Text section:

———

State v. Carnes
346 P.3d 1120
Mont.2015Background
- On July 18, 2011, deputies Vranish and Johnston (in uniform, on foot, without emergency lights) approached Kristoffer Carnes at a residence after a domestic disturbance call; Carnes got into a running truck and failed to comply with commands.
- Deputy Johnston pepper-sprayed Carnes, reached into the cab, and had his hand on the wheel when Carnes accelerated, collided with a tree, and then reversed; deputies removed keys and arrested Carnes.
- Carnes was charged with two counts of assault on a peace officer under § 45-5-210(1)(b), alleging he purposely or knowingly caused reasonable apprehension of serious bodily injury by use of a weapon.
- At trial Carnes argued he did not know the deputies were peace officers (central to his defense); he represented himself with stand-by counsel and was convicted on both counts.
- The jury asked during deliberations whether it had to find Carnes knew the victims were officers; the court referred them to the instruction, which failed to state that the mental state (purposely/knowingly) applied to the peace-officer element.

———

Aim A:
List every person named in the State v. Carnes case summary.
Aim B:
Answer these about the State v. Carnes case summary:
(i) On what date did the deputies approach Carnes?
(ii) Under which statute section was Carnes charged?
(iii) What did the jury ask during deliberations?
Aim C:
Extend the State v. Carnes case summary past its final line.

———

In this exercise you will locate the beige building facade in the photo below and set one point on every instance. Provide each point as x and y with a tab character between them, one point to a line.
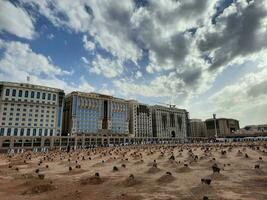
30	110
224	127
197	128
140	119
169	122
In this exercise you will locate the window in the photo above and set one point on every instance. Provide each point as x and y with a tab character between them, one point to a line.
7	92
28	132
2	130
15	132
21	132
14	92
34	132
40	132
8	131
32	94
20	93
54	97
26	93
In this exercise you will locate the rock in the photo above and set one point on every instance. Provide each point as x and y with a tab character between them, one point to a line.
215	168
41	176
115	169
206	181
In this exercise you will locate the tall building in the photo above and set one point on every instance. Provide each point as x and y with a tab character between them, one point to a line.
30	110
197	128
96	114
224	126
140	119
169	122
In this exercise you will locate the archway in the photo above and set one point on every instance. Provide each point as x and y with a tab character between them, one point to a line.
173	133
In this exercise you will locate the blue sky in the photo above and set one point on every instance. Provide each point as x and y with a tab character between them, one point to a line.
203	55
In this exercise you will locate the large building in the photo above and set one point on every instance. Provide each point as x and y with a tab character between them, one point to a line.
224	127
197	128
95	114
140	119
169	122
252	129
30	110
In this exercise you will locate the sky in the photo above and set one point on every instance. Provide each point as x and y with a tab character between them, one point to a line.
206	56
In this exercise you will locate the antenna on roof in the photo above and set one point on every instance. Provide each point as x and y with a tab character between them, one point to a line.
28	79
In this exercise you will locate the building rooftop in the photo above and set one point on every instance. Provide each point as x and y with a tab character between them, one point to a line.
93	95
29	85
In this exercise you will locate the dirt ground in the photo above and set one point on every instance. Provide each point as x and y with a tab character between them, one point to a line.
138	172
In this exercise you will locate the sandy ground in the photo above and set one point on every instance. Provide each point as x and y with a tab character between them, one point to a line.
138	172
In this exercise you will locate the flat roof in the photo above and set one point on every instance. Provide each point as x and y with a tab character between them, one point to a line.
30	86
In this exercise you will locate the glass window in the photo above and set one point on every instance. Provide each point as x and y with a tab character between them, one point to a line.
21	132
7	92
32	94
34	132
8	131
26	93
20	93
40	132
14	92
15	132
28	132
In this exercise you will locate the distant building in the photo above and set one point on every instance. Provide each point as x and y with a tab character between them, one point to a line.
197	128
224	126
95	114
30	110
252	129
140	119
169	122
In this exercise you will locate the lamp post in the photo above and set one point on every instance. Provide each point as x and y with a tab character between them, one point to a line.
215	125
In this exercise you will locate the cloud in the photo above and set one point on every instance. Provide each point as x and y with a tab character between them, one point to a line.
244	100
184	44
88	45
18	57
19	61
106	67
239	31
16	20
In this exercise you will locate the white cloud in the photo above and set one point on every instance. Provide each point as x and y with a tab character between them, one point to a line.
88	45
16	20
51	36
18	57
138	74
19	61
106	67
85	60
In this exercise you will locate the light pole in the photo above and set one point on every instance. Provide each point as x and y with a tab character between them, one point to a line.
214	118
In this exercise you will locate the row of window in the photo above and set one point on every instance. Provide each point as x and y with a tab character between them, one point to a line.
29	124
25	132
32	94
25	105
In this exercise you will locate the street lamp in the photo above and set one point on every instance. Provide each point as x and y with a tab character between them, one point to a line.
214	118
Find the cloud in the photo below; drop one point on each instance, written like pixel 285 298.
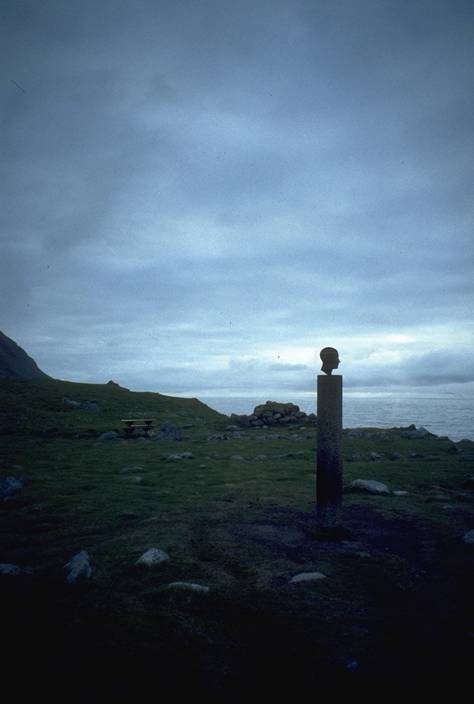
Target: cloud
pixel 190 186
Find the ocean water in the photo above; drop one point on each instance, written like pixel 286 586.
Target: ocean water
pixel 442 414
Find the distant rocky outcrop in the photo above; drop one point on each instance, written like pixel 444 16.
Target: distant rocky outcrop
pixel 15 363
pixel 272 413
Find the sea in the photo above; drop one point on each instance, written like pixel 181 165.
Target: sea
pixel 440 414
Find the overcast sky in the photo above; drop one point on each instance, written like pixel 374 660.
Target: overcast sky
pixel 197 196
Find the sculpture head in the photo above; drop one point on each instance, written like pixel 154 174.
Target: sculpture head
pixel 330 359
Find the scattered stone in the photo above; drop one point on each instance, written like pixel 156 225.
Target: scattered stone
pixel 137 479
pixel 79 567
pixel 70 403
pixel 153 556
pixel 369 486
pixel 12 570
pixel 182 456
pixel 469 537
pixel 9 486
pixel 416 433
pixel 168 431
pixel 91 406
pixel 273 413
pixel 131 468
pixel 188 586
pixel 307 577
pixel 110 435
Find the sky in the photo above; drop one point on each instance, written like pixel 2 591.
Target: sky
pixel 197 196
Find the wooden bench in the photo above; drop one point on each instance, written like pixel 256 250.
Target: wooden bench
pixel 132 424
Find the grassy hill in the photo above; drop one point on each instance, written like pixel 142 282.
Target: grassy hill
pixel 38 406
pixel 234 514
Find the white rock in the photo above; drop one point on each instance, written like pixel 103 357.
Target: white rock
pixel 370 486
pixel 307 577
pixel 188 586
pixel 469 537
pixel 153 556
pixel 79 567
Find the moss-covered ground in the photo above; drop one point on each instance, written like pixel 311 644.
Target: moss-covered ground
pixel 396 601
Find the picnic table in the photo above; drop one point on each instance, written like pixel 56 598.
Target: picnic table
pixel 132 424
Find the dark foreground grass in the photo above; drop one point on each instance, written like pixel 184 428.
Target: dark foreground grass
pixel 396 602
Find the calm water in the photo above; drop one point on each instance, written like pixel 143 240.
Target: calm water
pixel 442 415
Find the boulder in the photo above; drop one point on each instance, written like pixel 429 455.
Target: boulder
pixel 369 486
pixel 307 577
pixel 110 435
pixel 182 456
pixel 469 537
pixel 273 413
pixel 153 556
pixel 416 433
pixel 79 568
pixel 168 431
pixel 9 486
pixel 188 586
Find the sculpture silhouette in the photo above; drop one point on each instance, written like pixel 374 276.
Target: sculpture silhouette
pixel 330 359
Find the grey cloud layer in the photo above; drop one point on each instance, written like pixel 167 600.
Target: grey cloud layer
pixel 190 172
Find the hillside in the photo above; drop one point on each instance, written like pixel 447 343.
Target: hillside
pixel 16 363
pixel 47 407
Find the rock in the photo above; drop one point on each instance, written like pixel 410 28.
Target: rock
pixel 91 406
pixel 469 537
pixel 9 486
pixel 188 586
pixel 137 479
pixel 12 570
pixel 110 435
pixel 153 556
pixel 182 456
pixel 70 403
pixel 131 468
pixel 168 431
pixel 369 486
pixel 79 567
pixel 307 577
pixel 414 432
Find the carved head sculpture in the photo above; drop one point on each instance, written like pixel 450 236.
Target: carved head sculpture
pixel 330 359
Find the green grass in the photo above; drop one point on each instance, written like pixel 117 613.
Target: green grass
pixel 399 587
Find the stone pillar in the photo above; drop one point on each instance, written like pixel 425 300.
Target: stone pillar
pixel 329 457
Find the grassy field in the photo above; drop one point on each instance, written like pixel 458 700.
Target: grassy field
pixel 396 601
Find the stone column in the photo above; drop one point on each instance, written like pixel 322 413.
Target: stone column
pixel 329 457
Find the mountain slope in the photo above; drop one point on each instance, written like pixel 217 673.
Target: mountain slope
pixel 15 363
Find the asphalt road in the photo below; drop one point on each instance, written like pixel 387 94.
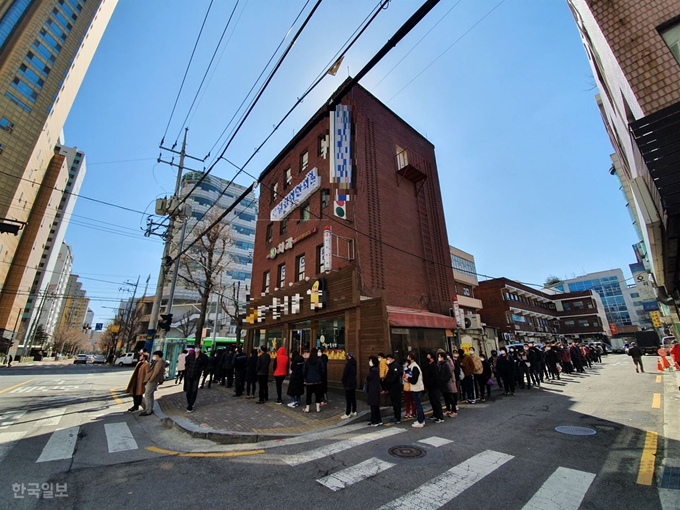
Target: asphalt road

———

Answer A:
Vranish, Johnston, Kristoffer Carnes

Answer B:
(i) July 18, 2011
(ii) § 45-5-210(1)(b)
(iii) Whether it had to find that Carnes knew the victims were officers.

Answer C:
- The Montana Supreme Court reversed and remanded, holding the instruction misstated the law by not requiring the State to prove Carnes acted purposely or knowingly as to every element, including that the victims were peace officers.
Issues
| Issue | Plaintiff's Argument | Defendant's Argument | Held |
|---|---|---|---|
| Whether the jury should have been instructed that the State must prove the defendant acted purposely or knowingly as to every element of the offense, including that the victim was a peace officer | The State contended the given instruction mirrored the statute and MCJI language and did not relieve the State of its burden; Carnes failed to preserve a more specific objection | Carnes argued the instruction allowed conviction without proof he knew the victims were officers; jury question showed confusion and his lack-of-knowledge defense was central | The Court held the instruction misstated the law by not requiring the mental state as to the peace-officer element, prejudicing Carnes; conviction reversed and case remanded. |
Key Cases Cited
- In re Winship, 397 U.S. 358 (Due process requires proof beyond a reasonable doubt of every fact necessary to constitute the crime)
- State v. Andress, 299 P.3d 316 (Mont. 2013) (jury must be instructed on proper mental state element based on charged offense)
- Peterson v. St. Paul Fire & Marine Ins. Co., 239 P.3d 904 (Mont. 2010) (standard for reviewing jury instructions: instructions must fully and fairly instruct on applicable law)
- State v. Norman, 244 P.3d 737 (Mont. 2010) (plain error review requirements for unpreserved issues)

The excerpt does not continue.